◆ Texto da página ◆
►

Já se sabe que a natureza exige proteção, cuidados constantes e que não é infinita. No caso do Rio Grande do Sul, pelos artigos que agora despontam, há indicações de que centenas de leis ambientais foram flexibilizadas nos últimos anos em favor de ganhos imediatos e insustentáveis. Não só quem propôs deveria ser responsabilizado, mas todos que votaram a favor desses descalabros. São eles os vilões e não a natureza, que responde às violações que sofre.
Parece apropriado defender a ideia de que a comunicação com base em ciência deve se aliar à educação e à tomada de decisões em um portal de notícias como CRIATIVOS!, editado pela Cedro Rosa.
Cada site atinge públicos diferentes, e com isso pode-se propagar ideias que ajudem cidadãos em posições distintas a refletirem sobre suas escolhas. Precisamos de caminhos promissores e esses dependem de conhecimentos científicos divulgados em linguagem acessível para que todos compreendam, inclusive tomadores de decisão.
O maior desafio talvez seja aprendermos a eleger quem se importa. O se importar nesse momento é fundamental, pois nosso futuro depende de escolhas responsáveis que favoreçam a sobrevivência da vida nesse planeta.
O que se passa no Rio Grande do Sul (maio de 2024) não precisava ter tomado as proporções que tomou. É importante adotarmos medidas que evitem futuras tragédias como esta. Infelizmente, se nada for feito, a ciência prevê eventos climáticos extremos cada vez mais frequentes e intensos, que teriam a possibilidade de ser evitados se a humanidade apenas ouvisse aqueles que sabem. É escutar a ciência para planejar ações que priorizem a vida e, assim, poderemos vislumbrar um futuro sustentável ainda possível nesse planeta.

◄

◆ Dados fornecidos ◆
►

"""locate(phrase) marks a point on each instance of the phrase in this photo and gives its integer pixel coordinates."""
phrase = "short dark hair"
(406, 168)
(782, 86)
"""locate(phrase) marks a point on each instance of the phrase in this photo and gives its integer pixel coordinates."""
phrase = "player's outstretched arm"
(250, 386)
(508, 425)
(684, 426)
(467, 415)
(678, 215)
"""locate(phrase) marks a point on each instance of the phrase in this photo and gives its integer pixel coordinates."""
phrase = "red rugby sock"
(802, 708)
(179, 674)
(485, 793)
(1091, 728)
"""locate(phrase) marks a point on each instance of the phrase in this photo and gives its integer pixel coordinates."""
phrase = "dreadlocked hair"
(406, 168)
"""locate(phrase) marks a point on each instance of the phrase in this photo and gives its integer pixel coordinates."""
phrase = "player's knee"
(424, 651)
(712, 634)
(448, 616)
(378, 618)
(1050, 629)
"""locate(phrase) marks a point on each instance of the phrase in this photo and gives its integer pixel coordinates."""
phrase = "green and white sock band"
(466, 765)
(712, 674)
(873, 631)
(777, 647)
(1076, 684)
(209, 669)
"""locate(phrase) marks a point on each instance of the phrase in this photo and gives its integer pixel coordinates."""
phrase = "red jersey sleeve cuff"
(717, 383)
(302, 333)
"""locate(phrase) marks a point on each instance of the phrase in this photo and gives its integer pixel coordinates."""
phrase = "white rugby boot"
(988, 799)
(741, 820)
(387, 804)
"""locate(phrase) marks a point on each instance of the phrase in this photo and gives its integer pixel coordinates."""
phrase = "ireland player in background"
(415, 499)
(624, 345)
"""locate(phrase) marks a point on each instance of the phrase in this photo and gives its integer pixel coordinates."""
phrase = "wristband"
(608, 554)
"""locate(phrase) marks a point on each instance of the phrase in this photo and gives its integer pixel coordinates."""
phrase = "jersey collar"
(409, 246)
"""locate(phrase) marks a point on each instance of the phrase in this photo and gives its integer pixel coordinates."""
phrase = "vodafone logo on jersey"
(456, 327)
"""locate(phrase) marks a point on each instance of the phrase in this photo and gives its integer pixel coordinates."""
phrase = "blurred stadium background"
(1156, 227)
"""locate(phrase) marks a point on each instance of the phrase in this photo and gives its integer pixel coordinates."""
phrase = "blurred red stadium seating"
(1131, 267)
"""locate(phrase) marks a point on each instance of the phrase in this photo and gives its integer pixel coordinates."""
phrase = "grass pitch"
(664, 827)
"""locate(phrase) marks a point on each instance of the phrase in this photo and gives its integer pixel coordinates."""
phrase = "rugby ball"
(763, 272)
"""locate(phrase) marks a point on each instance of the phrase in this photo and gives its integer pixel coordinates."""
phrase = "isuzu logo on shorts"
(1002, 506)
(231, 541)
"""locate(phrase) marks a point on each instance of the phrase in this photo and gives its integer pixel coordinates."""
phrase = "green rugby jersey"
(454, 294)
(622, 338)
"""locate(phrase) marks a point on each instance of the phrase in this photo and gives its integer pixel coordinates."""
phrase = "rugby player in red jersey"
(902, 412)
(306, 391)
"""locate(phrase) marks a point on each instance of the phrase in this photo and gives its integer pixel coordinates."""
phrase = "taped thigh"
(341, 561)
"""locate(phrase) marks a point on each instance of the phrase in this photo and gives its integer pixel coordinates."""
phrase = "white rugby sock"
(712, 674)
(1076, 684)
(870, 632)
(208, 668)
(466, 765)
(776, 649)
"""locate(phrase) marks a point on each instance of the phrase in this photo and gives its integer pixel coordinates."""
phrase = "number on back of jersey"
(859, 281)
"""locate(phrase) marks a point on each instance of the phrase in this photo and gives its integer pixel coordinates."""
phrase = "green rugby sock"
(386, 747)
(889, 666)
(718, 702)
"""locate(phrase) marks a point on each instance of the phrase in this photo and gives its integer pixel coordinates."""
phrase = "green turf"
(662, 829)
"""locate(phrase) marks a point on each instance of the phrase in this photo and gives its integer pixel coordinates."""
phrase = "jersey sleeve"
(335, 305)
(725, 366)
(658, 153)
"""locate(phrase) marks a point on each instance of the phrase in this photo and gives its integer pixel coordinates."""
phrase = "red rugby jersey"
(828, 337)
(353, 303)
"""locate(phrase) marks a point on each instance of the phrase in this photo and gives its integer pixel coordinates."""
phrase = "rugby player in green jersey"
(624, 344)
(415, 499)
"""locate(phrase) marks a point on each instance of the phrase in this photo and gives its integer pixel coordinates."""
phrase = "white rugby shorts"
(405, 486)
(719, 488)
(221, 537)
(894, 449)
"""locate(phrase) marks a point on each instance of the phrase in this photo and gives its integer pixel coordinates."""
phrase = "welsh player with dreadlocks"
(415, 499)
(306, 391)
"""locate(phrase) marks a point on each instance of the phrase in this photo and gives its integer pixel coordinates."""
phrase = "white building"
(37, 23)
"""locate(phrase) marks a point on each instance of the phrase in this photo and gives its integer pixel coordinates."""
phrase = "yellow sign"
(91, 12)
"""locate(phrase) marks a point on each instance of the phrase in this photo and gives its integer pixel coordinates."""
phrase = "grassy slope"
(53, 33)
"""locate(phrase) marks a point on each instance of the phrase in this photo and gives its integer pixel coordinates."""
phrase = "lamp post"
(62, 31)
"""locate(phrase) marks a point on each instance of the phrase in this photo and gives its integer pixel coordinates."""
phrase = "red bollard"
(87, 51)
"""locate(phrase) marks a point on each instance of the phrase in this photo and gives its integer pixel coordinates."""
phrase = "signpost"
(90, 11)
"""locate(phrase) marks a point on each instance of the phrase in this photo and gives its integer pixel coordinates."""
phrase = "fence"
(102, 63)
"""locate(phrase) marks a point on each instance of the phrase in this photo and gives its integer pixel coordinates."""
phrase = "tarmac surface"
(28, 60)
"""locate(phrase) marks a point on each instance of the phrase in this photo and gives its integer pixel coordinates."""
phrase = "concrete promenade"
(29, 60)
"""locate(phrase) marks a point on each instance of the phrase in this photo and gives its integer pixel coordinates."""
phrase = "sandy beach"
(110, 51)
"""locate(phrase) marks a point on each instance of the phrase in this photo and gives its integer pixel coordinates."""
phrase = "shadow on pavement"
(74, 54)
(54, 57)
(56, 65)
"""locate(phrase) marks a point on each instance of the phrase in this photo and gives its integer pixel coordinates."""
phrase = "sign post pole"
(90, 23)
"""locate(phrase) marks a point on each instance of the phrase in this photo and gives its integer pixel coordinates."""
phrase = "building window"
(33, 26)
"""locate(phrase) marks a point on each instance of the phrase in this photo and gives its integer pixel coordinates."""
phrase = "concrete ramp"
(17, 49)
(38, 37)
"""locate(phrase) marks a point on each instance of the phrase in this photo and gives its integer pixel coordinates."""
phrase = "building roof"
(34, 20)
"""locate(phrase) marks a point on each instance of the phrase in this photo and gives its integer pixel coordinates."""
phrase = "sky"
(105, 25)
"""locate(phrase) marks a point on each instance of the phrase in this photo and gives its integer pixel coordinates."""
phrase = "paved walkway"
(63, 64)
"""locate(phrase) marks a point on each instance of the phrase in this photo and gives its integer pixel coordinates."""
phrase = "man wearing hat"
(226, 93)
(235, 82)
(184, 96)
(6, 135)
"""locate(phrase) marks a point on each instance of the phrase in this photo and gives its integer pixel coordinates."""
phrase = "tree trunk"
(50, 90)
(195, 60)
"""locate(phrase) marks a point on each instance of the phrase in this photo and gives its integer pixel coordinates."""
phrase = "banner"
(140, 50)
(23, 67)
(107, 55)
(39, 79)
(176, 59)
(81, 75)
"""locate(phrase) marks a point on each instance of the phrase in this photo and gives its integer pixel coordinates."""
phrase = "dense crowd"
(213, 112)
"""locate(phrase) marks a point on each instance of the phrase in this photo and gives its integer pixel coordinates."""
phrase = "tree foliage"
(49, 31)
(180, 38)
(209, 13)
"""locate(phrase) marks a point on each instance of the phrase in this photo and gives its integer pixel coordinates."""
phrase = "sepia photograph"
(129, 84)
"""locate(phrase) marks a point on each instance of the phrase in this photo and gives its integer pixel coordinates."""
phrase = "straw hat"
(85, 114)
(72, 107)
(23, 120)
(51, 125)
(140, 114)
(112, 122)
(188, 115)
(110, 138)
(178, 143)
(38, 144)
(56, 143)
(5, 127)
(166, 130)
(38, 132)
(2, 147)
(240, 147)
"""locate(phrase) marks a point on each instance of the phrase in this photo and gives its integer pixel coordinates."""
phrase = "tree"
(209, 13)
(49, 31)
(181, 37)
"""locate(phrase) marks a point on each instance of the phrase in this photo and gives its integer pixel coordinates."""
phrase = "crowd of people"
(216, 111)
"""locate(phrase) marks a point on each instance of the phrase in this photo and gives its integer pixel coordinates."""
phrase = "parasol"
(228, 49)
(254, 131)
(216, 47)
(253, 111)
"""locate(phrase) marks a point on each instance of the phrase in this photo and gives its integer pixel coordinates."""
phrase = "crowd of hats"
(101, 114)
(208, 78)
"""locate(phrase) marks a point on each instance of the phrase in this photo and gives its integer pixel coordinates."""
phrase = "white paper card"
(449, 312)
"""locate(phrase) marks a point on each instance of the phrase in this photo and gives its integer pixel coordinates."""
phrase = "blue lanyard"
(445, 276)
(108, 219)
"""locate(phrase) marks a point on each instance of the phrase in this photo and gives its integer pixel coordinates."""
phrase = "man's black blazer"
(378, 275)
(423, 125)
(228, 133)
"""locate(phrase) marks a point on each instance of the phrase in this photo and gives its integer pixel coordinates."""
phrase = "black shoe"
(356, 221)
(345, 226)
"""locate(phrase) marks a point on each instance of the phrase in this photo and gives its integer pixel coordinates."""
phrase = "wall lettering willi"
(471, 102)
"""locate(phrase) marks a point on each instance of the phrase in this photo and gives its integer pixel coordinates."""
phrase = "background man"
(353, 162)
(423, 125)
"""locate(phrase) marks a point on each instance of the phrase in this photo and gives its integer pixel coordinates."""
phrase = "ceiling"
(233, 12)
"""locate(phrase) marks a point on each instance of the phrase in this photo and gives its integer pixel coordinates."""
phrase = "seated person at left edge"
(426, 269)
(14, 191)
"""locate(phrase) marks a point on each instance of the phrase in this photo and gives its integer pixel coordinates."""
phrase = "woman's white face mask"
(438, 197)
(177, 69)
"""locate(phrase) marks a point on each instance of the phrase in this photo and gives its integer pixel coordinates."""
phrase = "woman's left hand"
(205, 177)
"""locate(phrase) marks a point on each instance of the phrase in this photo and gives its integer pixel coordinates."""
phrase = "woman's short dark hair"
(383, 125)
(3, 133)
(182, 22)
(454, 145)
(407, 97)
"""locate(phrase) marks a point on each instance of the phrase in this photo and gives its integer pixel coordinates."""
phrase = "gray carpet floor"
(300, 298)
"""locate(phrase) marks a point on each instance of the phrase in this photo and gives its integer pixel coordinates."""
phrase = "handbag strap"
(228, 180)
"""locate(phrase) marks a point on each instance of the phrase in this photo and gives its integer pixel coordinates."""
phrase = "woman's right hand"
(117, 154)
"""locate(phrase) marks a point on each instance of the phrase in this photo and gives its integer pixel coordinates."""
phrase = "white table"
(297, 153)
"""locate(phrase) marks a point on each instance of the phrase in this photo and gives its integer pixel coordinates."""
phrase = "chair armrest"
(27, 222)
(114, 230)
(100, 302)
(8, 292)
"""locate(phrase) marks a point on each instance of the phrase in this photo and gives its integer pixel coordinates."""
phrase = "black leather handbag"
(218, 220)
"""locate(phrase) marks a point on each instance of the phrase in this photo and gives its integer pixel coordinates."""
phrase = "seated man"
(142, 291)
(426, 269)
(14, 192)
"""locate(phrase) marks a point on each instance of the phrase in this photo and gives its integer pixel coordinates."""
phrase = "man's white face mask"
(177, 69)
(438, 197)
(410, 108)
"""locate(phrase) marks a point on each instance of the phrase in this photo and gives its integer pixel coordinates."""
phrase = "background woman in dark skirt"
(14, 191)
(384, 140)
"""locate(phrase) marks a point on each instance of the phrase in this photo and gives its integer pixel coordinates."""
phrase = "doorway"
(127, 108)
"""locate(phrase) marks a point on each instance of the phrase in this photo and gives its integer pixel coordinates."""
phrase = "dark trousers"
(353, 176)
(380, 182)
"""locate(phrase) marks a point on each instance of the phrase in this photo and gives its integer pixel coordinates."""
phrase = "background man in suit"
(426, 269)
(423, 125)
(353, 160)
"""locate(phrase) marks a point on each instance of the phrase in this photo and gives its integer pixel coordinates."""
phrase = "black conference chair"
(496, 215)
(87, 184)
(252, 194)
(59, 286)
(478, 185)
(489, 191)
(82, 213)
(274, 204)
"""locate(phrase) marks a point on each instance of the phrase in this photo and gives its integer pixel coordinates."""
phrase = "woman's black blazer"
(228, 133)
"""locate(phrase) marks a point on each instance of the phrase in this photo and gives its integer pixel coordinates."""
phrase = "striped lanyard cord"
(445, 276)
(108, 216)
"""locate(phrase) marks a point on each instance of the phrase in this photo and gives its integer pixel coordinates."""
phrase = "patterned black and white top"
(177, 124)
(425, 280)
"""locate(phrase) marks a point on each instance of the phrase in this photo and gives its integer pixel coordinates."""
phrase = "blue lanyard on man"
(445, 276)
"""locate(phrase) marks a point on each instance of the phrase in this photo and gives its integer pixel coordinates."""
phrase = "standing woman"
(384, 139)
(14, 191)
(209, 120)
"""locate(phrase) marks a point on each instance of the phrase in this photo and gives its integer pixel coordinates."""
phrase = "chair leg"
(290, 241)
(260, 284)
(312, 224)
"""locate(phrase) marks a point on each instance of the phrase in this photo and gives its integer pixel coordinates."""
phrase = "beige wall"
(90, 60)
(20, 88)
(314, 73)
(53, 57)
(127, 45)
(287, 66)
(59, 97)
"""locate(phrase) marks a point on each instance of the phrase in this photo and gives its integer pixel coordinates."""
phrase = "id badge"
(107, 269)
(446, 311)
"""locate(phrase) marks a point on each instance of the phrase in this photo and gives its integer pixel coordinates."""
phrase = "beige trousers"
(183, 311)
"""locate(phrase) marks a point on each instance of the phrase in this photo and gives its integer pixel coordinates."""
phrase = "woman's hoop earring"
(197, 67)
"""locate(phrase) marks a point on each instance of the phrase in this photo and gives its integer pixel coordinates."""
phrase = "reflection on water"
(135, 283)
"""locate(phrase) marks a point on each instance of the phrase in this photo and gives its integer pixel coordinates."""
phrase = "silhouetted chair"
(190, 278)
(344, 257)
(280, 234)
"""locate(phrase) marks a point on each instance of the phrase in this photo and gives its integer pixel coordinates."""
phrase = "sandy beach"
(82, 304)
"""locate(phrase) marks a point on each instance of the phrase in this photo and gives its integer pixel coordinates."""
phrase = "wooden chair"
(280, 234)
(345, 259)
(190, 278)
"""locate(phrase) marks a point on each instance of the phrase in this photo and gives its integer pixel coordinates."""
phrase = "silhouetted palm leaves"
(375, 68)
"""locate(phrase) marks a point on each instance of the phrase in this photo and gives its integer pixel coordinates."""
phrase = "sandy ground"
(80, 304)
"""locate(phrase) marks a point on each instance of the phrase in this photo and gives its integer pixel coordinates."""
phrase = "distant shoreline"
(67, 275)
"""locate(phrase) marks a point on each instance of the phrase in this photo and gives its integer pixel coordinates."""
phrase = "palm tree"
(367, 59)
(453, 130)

◄

Responda com base no texto sobre o Rio Grande do Sul:
(a) Além de quem propôs a flexibilização das leis ambientais, quem mais deveria ser responsabilizado?
(b) Qual portal de notícias é mencionado, e quem o edita?
(c) Em que mês e ano se passa o que ocorre no Rio Grande do Sul?
Esse material é independente do texto.

(a) Todos que votaram a favor desses descalabros.
(b) O portal CRIATIVOS!, editado pela Cedro Rosa.
(c) Em maio de 2024.